_Teks Pilihan_.
·····
Saham AS Terpukul Tarif Mobil Trump, Wall Street Gelisah di Tengah Awan Perang Dagang
S&P 500, Nasdaq, hingga megacaps melemah setelah tarif Trump memicu ketidakpastian pasar. Bagaimana potensi dampaknya terhadap inflasi, suku bunga, dan target indeks 2025?

Kiki • Mar 27, 2025

Pasar saham Amerika Serikat kembali terguncang. Setelah tiga hari perdagangan relatif tenang, Wall Street dibekap kegelisahan baru akibat kebijakan tarif otomotif Presiden Donald Trump.
Perdagangan sesi Rabu malam berubah suram ketika Trump resmi menandatangani perintah tarif 25% atas impor mobil membuka babak baru dalam perang dagang global yang sudah lama membara.
Tarif ini, yang disebut-sebut sebagai “serangan balasan perdagangan” atau reciprocal tariffs, bukan hanya membuat saham-saham raksasa berguguran, tapi juga menghidupkan kembali kekhawatiran inflasi, volatilitas pasar, dan ketidakpastian kebijakan yang sangat dibenci investor.
Analisis senada datang dari Daniel Skelly di Morgan Stanley, yang menyebut bahwa tarif bisa menjadi awal dari babak negosiasi panjang, bukan akhir dari konflik. Artinya, volatilitas kemungkinan masih akan terus menghantui.
Aksi Jual Besar SPY Anjlok, Megacaps Berdarah
Exchange-traded fund (ETF) SPY, yang melacak indeks S&P 500, turun tajam setelah jam perdagangan utama, menandai pergeseran sentimen investor dari optimisme ke kehati-hatian ekstrem.
Saham General Motors dan Ford langsung jatuh, karena sektor otomotif menjadi sasaran utama dari tarif tersebut.
Tak hanya sektor otomotif, kelompok saham teknologi besar “Magnificent Seven” ikut terseret. Nvidia dan Tesla turun lebih dari 5,5%, sementara Microsoft dikabarkan menghentikan proyek pembangunan data center di AS dan Eropa, menurut laporan TD Cowen.
·····
_Kumpulan Data_.
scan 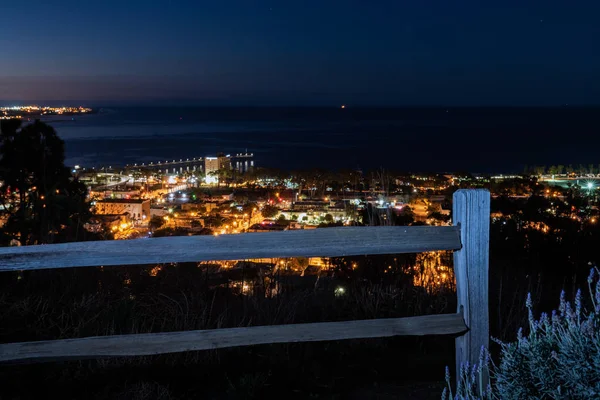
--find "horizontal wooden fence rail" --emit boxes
[0,314,467,361]
[0,226,461,271]
[0,189,490,390]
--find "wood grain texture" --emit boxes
[0,314,466,362]
[0,226,461,271]
[452,189,490,384]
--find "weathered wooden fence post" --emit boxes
[452,189,490,379]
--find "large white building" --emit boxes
[95,199,150,222]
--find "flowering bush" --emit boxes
[442,268,600,400]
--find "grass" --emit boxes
[0,264,456,399]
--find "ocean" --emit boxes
[37,107,600,173]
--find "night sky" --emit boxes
[0,0,600,106]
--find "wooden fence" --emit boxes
[0,190,490,380]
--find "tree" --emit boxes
[0,120,97,245]
[261,204,279,218]
[148,215,165,231]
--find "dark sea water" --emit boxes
[43,107,600,172]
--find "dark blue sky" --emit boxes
[0,0,600,105]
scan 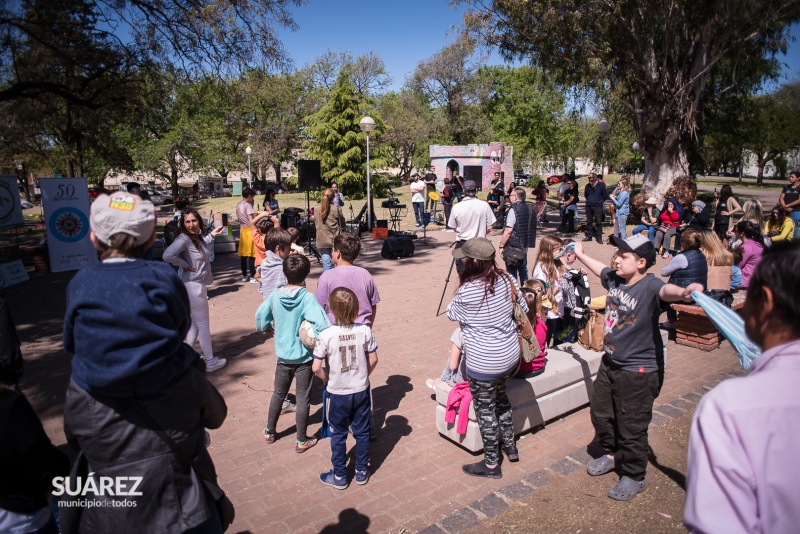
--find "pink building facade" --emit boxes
[430,143,514,189]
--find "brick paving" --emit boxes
[2,224,738,533]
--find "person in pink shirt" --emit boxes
[683,242,800,534]
[735,221,764,289]
[317,234,381,327]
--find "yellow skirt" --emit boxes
[239,226,256,258]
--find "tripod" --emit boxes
[436,241,457,317]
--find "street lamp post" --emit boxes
[358,117,375,232]
[597,119,611,180]
[244,147,253,189]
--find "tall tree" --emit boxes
[462,0,800,200]
[305,72,386,198]
[480,67,566,168]
[243,69,314,188]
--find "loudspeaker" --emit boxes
[281,211,300,230]
[381,236,414,260]
[297,159,322,191]
[345,222,361,238]
[464,169,483,191]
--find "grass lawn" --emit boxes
[697,176,789,191]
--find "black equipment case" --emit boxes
[381,236,414,260]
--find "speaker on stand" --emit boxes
[297,159,322,225]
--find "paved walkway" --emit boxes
[3,224,737,533]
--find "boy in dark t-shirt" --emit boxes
[575,235,703,501]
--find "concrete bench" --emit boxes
[672,291,747,352]
[436,332,667,452]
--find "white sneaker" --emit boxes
[206,358,228,373]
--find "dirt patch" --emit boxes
[468,411,694,534]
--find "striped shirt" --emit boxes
[447,276,528,380]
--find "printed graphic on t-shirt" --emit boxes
[603,287,637,356]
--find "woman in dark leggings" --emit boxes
[447,237,528,478]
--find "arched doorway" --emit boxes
[447,159,461,180]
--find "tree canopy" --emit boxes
[463,0,800,196]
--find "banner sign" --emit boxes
[0,174,25,231]
[39,178,97,273]
[0,260,30,289]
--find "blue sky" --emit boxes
[281,0,800,89]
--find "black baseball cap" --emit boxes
[610,234,656,269]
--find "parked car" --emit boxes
[514,174,533,187]
[145,189,165,206]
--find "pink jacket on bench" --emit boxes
[444,382,472,434]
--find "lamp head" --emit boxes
[358,117,375,133]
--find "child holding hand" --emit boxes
[312,287,378,490]
[575,234,703,501]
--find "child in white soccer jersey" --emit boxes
[312,287,378,489]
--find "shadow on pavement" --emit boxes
[320,508,370,534]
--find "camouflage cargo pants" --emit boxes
[467,373,514,465]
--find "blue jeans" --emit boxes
[327,388,371,478]
[506,257,528,285]
[789,211,800,239]
[317,248,333,272]
[411,202,425,226]
[631,224,656,243]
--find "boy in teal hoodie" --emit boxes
[256,254,331,453]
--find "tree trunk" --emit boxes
[642,149,689,206]
[272,163,283,187]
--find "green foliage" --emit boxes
[462,0,800,196]
[478,67,566,166]
[304,72,386,198]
·····
_Soal Latihan_. Menurut artikel tentang tarif mobil Trump, tolong sebutkan berapa persen tarif atas impor mobil yang ditandatangani Trump. Data tersebut tidak diperlukan.

_Jawaban Soal_. Tarifnya sebesar 25% atas impor mobil.